BEGIN

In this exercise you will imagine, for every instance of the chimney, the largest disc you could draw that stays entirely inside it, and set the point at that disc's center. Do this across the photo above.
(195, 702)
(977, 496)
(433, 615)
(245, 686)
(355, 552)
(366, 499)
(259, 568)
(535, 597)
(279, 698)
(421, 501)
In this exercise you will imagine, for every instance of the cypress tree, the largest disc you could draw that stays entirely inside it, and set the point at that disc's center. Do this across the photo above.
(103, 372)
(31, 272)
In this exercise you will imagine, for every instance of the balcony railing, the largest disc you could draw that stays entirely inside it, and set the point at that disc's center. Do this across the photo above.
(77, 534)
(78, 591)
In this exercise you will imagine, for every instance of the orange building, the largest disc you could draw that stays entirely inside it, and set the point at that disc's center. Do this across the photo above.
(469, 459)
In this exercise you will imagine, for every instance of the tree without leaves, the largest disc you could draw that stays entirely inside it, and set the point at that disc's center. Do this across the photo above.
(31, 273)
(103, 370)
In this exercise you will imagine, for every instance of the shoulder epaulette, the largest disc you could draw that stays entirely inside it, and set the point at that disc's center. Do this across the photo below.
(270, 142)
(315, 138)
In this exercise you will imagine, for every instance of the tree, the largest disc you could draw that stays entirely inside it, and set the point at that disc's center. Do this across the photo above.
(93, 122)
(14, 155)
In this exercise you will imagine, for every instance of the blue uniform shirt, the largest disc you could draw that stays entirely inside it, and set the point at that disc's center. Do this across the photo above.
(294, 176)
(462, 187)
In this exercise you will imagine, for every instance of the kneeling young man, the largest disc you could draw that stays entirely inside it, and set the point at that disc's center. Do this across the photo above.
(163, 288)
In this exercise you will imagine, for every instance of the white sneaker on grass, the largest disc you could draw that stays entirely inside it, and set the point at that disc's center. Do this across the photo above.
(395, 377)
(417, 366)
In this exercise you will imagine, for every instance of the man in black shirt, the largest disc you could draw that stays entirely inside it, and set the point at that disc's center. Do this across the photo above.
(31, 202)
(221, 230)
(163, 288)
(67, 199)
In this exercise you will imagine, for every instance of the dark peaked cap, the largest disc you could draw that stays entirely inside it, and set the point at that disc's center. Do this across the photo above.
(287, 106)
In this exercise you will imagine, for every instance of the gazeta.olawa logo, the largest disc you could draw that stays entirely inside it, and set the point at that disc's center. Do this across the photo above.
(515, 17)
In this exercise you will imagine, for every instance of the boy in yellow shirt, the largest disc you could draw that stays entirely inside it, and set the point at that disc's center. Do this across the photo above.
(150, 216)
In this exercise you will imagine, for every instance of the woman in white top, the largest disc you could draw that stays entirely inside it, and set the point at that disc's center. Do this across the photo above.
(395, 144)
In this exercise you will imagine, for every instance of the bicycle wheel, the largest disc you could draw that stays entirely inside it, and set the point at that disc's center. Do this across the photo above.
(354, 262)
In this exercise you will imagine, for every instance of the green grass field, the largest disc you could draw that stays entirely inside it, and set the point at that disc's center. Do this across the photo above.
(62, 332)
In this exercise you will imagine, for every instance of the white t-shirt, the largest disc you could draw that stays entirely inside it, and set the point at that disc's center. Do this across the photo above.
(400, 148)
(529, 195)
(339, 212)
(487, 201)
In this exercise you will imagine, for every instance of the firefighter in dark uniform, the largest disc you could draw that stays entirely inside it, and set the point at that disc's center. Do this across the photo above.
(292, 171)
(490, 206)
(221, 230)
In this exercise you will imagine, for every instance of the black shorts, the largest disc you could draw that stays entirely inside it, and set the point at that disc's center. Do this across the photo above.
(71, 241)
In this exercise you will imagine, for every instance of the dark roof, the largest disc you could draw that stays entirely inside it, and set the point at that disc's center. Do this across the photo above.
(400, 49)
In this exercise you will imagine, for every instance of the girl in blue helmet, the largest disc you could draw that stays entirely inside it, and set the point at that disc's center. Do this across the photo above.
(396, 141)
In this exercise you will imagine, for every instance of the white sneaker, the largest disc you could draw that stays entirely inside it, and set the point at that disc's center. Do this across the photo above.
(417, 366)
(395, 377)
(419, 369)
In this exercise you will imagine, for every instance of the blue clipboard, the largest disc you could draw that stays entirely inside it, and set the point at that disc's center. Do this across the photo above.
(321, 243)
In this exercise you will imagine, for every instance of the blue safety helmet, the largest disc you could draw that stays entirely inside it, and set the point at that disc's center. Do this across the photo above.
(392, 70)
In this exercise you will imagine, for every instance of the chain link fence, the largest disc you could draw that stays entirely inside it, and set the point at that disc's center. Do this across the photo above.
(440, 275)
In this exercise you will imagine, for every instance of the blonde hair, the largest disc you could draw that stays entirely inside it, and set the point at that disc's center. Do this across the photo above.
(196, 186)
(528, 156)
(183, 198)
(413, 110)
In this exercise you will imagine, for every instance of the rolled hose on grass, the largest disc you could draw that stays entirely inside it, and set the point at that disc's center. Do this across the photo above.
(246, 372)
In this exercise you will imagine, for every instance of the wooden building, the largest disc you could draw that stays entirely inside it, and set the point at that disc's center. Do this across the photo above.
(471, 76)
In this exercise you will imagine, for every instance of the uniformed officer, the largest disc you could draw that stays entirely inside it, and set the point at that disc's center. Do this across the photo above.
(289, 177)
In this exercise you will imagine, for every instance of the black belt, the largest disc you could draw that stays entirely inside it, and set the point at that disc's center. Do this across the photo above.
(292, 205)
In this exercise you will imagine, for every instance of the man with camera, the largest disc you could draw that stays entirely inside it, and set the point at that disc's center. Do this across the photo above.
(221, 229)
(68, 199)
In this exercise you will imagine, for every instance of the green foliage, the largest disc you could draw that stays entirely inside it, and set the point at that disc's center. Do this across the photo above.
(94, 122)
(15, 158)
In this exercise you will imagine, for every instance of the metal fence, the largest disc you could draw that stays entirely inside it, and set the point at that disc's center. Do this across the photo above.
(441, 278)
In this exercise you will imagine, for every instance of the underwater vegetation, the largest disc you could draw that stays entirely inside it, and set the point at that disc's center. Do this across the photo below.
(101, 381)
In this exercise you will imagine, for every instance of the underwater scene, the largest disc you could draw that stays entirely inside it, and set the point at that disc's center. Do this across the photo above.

END

#### WORK INSTRUCTIONS:
Retype the records above exactly.

#### EXERCISE RESULT:
In this exercise you will imagine, for every instance of the chimney, the largest disc you could draw that stays entirely inside it, and set the point at that disc's center. Do this across the photo above.
(195, 702)
(977, 496)
(433, 615)
(245, 686)
(355, 552)
(366, 499)
(259, 568)
(535, 597)
(279, 698)
(421, 501)
In this exercise you will imagine, for every instance of the cypress tree, the largest disc you could draw that stays entirely inside it, and set the point at that disc's center. Do this across the photo above.
(103, 372)
(31, 272)
In this exercise you will imagine, for every instance of the balcony railing, the largest disc you could draw that stays entirely inside it, and set the point at that disc's center. Do this across the photo above.
(77, 534)
(78, 591)
In this exercise you will imagine, for every instance of the orange building, the largest disc you could draw that stays entirely inside it, and set the point at that disc's center. Do this across the photo above.
(469, 459)
In this exercise you will imagine, for every instance of the tree without leaves, the largest disc you could draw that stays entirely inside it, and set the point at that disc's center. Do this across the photo above.
(31, 273)
(103, 370)
In this exercise you will imagine, for every instance of the shoulder epaulette, the largest disc you could draw that stays entirely inside it, and set the point at that disc's center. Do this across the photo below.
(270, 142)
(315, 138)
In this exercise you will imagine, for every instance of the tree, the largest disc you could draw that stays entirely inside it, and set the point at that disc's center. Do this across the photo above.
(93, 122)
(14, 155)
In this exercise you will imagine, for every instance of the blue uniform shirt, the largest disc you could draw that stays entirely inside it, and set the point at that disc's center. Do this across the photo above.
(294, 176)
(462, 187)
In this exercise you will imagine, for every instance of the kneeling young man, the largest disc you could draw that stays entirely inside it, and set the point at that disc's center. Do this across the photo above.
(163, 288)
In this exercise you will imagine, for every instance of the white sneaker on grass, the largest disc you could draw that stays entirely inside it, and set the point at that disc's center. Do this across the photo above.
(395, 377)
(417, 366)
In this exercise you will imagine, for every instance of the man in black shirt, the largest disc you could draw that stays entirely inside it, and set the point at that disc's center. Do this across the photo above.
(31, 202)
(221, 230)
(163, 288)
(67, 199)
In this exercise you will imagine, for every instance of the dark peaked cap, the largest disc you could draw that stays entirely inside it, and set the point at that disc's center. Do this across the photo above.
(287, 106)
In this exercise you will imagine, for every instance of the gazeta.olawa logo, the largest disc you could draw that stays entirely inside it, and set the point at that disc's center. Do this across the photo above.
(515, 17)
In this exercise you will imagine, for every instance of the boy in yellow shirt, the largest disc you could draw that stays entirely inside it, and set the point at that disc's center. Do this across the photo above.
(150, 216)
In this exercise you will imagine, for every instance of the woman in white top, the largest disc you could draw that stays entirely inside it, and set the point at that disc's center. Do this across the photo above.
(395, 144)
In this exercise you will imagine, for every instance of the bicycle wheel, the largest disc you could draw that stays entirely inside it, and set the point at that disc's center. Do this across the photo above.
(354, 262)
In this exercise you will imagine, for every instance of the green grass field, the largest disc you could draw that stays entirely inside it, and set the point at that disc's center. Do this across the photo above.
(62, 332)
In this exercise you will imagine, for every instance of the white t-shirt, the largest disc you could draw that stays entirely inside it, and set the point at that disc's center. Do this across the photo above.
(400, 148)
(529, 195)
(339, 212)
(487, 201)
In this exercise you will imagine, for every instance of the firefighter in dark uniform, the largest disc you could draw that stays entirely inside it, and set the point at that disc's center. Do this across the photo above.
(292, 171)
(490, 206)
(221, 230)
In this exercise you will imagine, for every instance of the black shorts, the largest disc you could draw that stays entirely inside it, and set the point at that disc's center. Do this across the photo above.
(71, 241)
In this exercise you will imagine, for every instance of the dark roof, the largest disc you could draw that stays entirely inside it, and set the point at that disc's center. Do this across the photo above.
(400, 49)
In this exercise you will imagine, for every instance of the girl in blue helmet, the largest disc you could draw that stays entirely inside it, and set the point at that disc's center. Do this across the photo above.
(396, 141)
In this exercise you will imagine, for every instance of the white sneaker, the largest disc you could draw that stays entirely inside it, and set the point at that disc's center. Do this across the photo above.
(417, 366)
(395, 377)
(419, 369)
In this exercise you will imagine, for every instance of the blue clipboard, the largest disc you could draw that stays entirely inside it, and set the point at that disc's center. Do this across the photo above.
(321, 243)
In this exercise you will imagine, for every instance of the blue safety helmet, the largest disc you could draw that stays entirely inside it, and set the point at that disc's center. Do this across the photo above.
(392, 70)
In this exercise you will imagine, for every instance of the chain link fence, the largest disc you could draw that stays entirely inside it, and set the point at that disc's center. Do this across the photo above.
(440, 275)
In this exercise you will imagine, for every instance of the blonde hair, the largest disc you could draw that stays entirely inside it, and set the point at that disc's center. Do this across the photo above.
(196, 186)
(528, 156)
(183, 198)
(413, 110)
In this exercise you will imagine, for every instance of the rolled hose on grass, the largest disc you could draw that stays entirely inside it, and set the point at that disc's center. Do this across the photo above.
(246, 372)
In this exercise you will imagine, for every instance of the wooden building, the largest disc you could draw that stays entirely inside it, and set the point at that disc's center. Do this across the photo above.
(471, 76)
In this exercise you will imagine, for every instance of the uniformed officer, the largest disc you could draw that stays entirely inside it, and set the point at that disc's center. Do this across the photo above.
(289, 177)
In this exercise you will imagine, for every instance of the black belt, the largest disc you could draw that stays entirely inside it, and set the point at that disc's center. Do this across the photo above.
(292, 205)
In this exercise you will imagine, for every instance of the man with camera, the largest disc you could draw that stays entirely inside it, and set the point at that disc's center. Do this across the photo above.
(221, 229)
(68, 199)
In this exercise you will imagine, for every instance of the green foliage, the largest disc you could draw that stays entirely inside it, and set the point at that disc's center. Do this across the photo above.
(94, 122)
(15, 158)
In this exercise you will imagine, for every instance of the metal fence, the largest disc you could draw that stays entirely inside it, and set the point at that disc's center. Do this across the photo above.
(441, 278)
In this exercise you will imagine, for every instance of the underwater vegetation, the largest disc you could draw that stays entirely inside it, and set the point at that disc's center. Do this across the photo below.
(101, 381)
In this exercise you will imagine, for every instance of the underwater scene, the largest disc you could draw that stays entirely inside it, and set the point at that disc's center. Do this across the photo above.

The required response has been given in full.